Job:
Please render every line of the records below as a Markdown table with the columns Row and Line, numbering each row and skipping blank lines. Leave the pictures out of the answer.

Information:
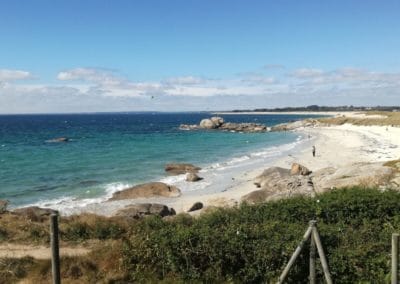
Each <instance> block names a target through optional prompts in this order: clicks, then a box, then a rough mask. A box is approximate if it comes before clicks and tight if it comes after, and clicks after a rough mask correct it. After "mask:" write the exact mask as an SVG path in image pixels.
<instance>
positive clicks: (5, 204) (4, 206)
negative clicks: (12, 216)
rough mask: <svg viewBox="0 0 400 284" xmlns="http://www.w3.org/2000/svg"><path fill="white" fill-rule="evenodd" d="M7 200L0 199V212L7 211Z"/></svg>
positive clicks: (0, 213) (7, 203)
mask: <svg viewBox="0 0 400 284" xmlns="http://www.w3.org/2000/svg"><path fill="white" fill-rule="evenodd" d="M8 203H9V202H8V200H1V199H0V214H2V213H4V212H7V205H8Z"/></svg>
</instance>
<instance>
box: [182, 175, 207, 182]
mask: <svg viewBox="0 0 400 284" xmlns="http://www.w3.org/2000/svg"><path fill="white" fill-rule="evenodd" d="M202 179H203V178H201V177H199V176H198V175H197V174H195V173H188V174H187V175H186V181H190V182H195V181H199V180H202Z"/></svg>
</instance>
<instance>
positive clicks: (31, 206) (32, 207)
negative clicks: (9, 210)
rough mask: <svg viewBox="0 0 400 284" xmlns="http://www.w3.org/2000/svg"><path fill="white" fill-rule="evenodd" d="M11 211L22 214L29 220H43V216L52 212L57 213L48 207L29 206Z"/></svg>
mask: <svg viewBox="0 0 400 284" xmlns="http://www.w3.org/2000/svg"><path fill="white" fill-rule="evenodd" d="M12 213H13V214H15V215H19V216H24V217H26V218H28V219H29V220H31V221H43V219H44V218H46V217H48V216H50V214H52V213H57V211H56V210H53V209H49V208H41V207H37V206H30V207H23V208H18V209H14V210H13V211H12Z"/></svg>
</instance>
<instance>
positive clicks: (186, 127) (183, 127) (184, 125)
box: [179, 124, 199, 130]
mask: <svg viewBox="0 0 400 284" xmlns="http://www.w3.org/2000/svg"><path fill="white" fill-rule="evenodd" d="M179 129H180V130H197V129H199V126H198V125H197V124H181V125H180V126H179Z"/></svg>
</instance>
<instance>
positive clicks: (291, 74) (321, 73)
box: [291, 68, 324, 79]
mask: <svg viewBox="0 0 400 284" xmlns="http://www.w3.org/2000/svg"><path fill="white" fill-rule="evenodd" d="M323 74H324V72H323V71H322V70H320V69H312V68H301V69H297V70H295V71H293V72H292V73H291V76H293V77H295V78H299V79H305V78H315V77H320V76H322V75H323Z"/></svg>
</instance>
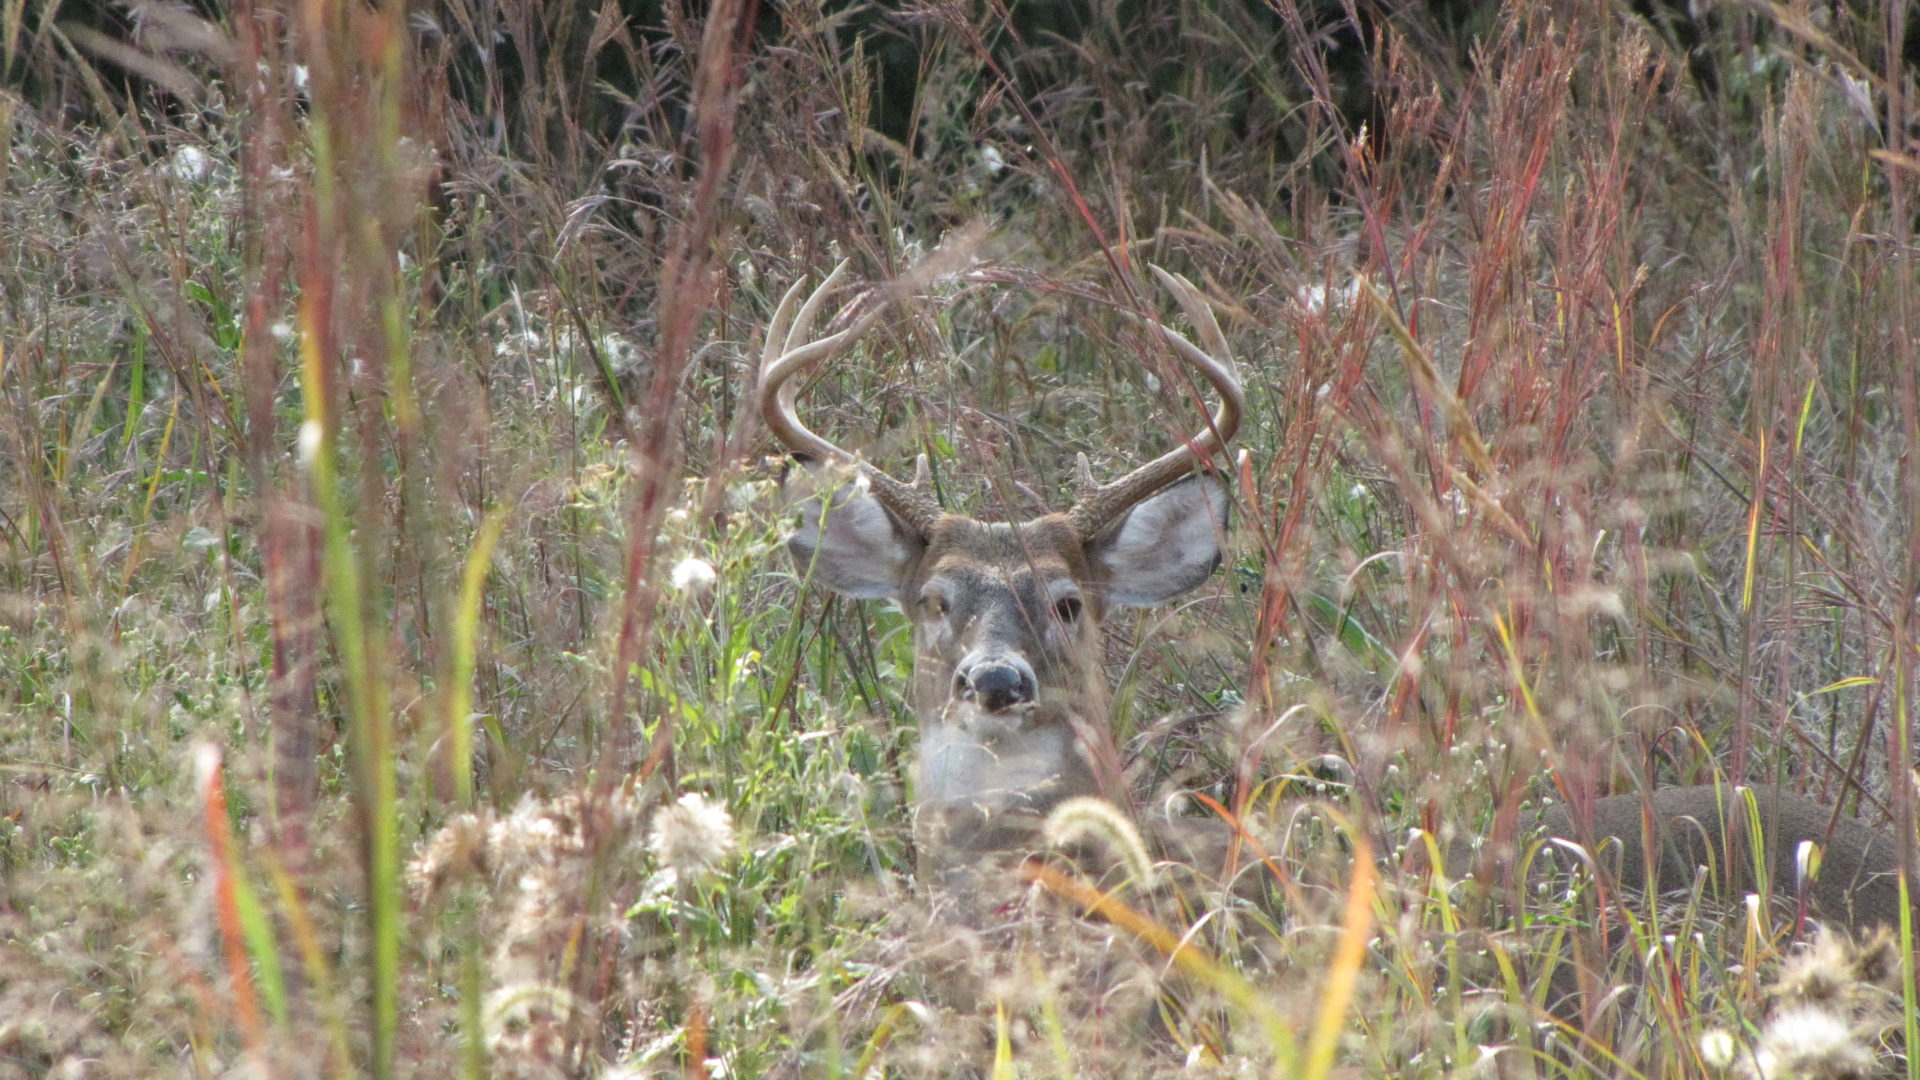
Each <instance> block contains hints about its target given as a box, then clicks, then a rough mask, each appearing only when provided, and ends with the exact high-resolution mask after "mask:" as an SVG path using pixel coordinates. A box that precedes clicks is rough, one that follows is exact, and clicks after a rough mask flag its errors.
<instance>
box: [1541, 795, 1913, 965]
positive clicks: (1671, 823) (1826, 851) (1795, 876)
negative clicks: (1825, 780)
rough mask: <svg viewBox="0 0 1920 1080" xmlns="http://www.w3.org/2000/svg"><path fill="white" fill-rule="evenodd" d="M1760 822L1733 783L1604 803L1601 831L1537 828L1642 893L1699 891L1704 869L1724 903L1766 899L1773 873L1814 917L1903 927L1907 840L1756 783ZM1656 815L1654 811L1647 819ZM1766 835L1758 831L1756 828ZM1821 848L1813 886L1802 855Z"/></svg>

Task response:
| Row | Line |
|---|---|
| 1 | Each <instance> block names a target through optional prompts in this order: clicks, then a box, then a rough mask. A box is approximate if it comes before clicks and tight if it comes after, and clicks after a rough mask correct it. After "mask:" write the exact mask as an SVG path in image pixels. |
| 2 | <instance> |
| 3 | positive clicks: (5, 204) (4, 206) |
| 4 | negative clicks: (12, 216) |
| 5 | rough mask: <svg viewBox="0 0 400 284" xmlns="http://www.w3.org/2000/svg"><path fill="white" fill-rule="evenodd" d="M7 200L0 199V212L7 211Z"/></svg> |
| 6 | positive clicks: (0, 213) (7, 203) |
| 7 | mask: <svg viewBox="0 0 400 284" xmlns="http://www.w3.org/2000/svg"><path fill="white" fill-rule="evenodd" d="M8 203H9V202H8V200H1V199H0V214H2V213H4V212H7V205H8Z"/></svg> |
| 8 | </instance> |
| 9 | <instance> |
| 10 | box: [182, 175, 207, 182] |
| 11 | mask: <svg viewBox="0 0 400 284" xmlns="http://www.w3.org/2000/svg"><path fill="white" fill-rule="evenodd" d="M202 179H203V178H201V177H199V176H198V175H197V174H195V173H188V174H187V175H186V181H190V182H195V181H199V180H202Z"/></svg> |
| 12 | </instance> |
| 13 | <instance> |
| 14 | positive clicks: (31, 206) (32, 207) |
| 15 | negative clicks: (9, 210) |
| 16 | rough mask: <svg viewBox="0 0 400 284" xmlns="http://www.w3.org/2000/svg"><path fill="white" fill-rule="evenodd" d="M11 211L22 214L29 220H43V216L52 212L57 213L48 207L29 206Z"/></svg> |
| 17 | mask: <svg viewBox="0 0 400 284" xmlns="http://www.w3.org/2000/svg"><path fill="white" fill-rule="evenodd" d="M12 213H13V214H15V215H19V216H24V217H26V218H28V219H29V220H31V221H43V219H44V218H46V217H48V216H50V214H52V213H57V211H56V210H53V209H49V208H41V207H37V206H30V207H23V208H18V209H14V210H13V211H12Z"/></svg> |
| 18 | </instance> |
| 19 | <instance> |
| 20 | positive clicks: (186, 127) (183, 127) (184, 125) |
| 21 | box: [179, 124, 199, 130] |
| 22 | mask: <svg viewBox="0 0 400 284" xmlns="http://www.w3.org/2000/svg"><path fill="white" fill-rule="evenodd" d="M179 129H180V130H197V129H199V126H198V125H197V124H181V125H180V126H179Z"/></svg> |
| 23 | </instance> |
| 24 | <instance> |
| 25 | positive clicks: (291, 74) (321, 73) |
| 26 | box: [291, 68, 324, 79] |
| 27 | mask: <svg viewBox="0 0 400 284" xmlns="http://www.w3.org/2000/svg"><path fill="white" fill-rule="evenodd" d="M323 74H324V72H323V71H322V70H320V69H312V68H301V69H297V70H295V71H293V72H292V73H291V76H293V77H295V78H299V79H305V78H315V77H320V76H322V75H323Z"/></svg> |
| 28 | </instance> |
| 29 | Each <instance> block contains hints about its target given as a box, then clicks, then a rough mask, each appearing only when provided, and ends with the exact high-resolution mask after "mask:" as an SVG path using pixel coordinates. A box that precedes clicks is rough, one that follows is exact, and clicks after a rough mask flag its errors. |
| 30 | <instance> |
| 31 | box: [1541, 795, 1913, 965] |
| 32 | positive clicks: (1671, 823) (1826, 851) (1795, 876) |
| 33 | negative clicks: (1825, 780) |
| 34 | rough mask: <svg viewBox="0 0 1920 1080" xmlns="http://www.w3.org/2000/svg"><path fill="white" fill-rule="evenodd" d="M1760 822L1733 783L1604 803L1601 831L1537 828L1642 893L1699 891L1704 869L1724 903L1766 899L1773 873L1814 917L1903 927L1907 840L1756 783ZM1656 815L1654 811L1647 819ZM1766 835L1758 831L1756 828ZM1821 848L1813 886L1802 855Z"/></svg> |